Objetivo proposto: Troque "swan" por "goose" em todas as linhas a seguir. Reproduza-as sem nenhuma outra alteração.

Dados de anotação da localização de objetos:
────────────────
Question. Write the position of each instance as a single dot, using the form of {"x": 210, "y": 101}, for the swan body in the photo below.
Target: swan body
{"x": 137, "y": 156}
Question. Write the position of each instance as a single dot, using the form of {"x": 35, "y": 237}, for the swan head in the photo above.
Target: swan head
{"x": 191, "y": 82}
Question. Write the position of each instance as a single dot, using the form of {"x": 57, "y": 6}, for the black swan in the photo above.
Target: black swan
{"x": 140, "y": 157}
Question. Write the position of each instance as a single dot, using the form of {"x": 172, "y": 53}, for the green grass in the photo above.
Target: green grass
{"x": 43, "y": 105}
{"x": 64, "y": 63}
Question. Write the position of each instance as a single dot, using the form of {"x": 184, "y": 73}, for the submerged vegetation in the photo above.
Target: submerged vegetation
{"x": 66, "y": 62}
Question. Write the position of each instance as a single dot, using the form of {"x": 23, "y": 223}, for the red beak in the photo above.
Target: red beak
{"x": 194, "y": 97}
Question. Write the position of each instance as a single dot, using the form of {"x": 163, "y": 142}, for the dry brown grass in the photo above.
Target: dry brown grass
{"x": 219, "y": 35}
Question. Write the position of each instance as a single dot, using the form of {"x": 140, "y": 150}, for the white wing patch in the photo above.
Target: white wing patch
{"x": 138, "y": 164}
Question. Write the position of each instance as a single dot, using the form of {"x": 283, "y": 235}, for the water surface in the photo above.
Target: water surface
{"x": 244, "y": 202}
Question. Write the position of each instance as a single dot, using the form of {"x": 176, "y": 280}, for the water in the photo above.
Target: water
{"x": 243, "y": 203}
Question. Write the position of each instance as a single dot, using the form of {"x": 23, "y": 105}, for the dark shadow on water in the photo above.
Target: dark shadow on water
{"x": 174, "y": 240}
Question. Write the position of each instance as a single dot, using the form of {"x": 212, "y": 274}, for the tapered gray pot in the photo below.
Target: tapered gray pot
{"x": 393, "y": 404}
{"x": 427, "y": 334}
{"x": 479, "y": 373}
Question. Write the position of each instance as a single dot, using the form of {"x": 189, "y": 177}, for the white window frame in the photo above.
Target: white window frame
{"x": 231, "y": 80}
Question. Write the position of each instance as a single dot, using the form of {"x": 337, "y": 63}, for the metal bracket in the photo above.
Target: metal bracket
────────────────
Resolução do problema:
Question. Write the position of each instance as a single dot, using the form of {"x": 210, "y": 101}, for the goose body in the photo below.
Target: goose body
{"x": 137, "y": 156}
Question. Write the position of each instance as a single dot, using the form of {"x": 35, "y": 237}, for the goose head in the photo above.
Target: goose head
{"x": 191, "y": 82}
Question. Write the position of each instance as a single dot, using the form of {"x": 57, "y": 6}, for the black goose in the photo above.
Target: black goose
{"x": 140, "y": 157}
Question. Write the position of each instance as a single dot, using the form of {"x": 172, "y": 53}, for the green grass in the photo above.
Target: green grass
{"x": 43, "y": 105}
{"x": 64, "y": 63}
Question. Write the position of each instance as a single dot, using the form of {"x": 184, "y": 73}, for the submerged vegetation in the photo above.
Target: submerged vegetation
{"x": 66, "y": 62}
Question. Write the position of each instance as a single dot, using the form of {"x": 23, "y": 223}, for the red beak in the photo above.
Target: red beak
{"x": 194, "y": 97}
Question. Write the position of each instance as a single dot, using the form of {"x": 163, "y": 142}, for the dry brown grass in the photo above.
Target: dry brown grass
{"x": 219, "y": 35}
Question. Write the position of each instance as a single dot, using the form of {"x": 140, "y": 150}, for the white wing patch in the photo above.
Target: white wing patch
{"x": 138, "y": 164}
Question. Write the position of each instance as a single dot, using the form of {"x": 283, "y": 235}, for the water surface in the photo above.
Target: water surface
{"x": 244, "y": 202}
Question. Write the position of each instance as a single dot, using the form of {"x": 176, "y": 280}, for the water in the photo above.
Target: water
{"x": 243, "y": 203}
Question. Write the position of each instance as a single dot, using the form of {"x": 23, "y": 105}, for the dark shadow on water in the photo above.
Target: dark shadow on water
{"x": 174, "y": 240}
Question. Write the position of each instance as a single dot, using the form of {"x": 212, "y": 274}, for the tapered gray pot in the photo below.
Target: tapered gray pot
{"x": 393, "y": 404}
{"x": 427, "y": 334}
{"x": 479, "y": 373}
Question. Write the position of each instance as a single dot, using the form of {"x": 189, "y": 177}, for the white window frame in the photo above.
Target: white window frame
{"x": 231, "y": 80}
Question. Write the position of each instance as a single dot, using the form of {"x": 337, "y": 63}, for the metal bracket in the photo above.
Target: metal bracket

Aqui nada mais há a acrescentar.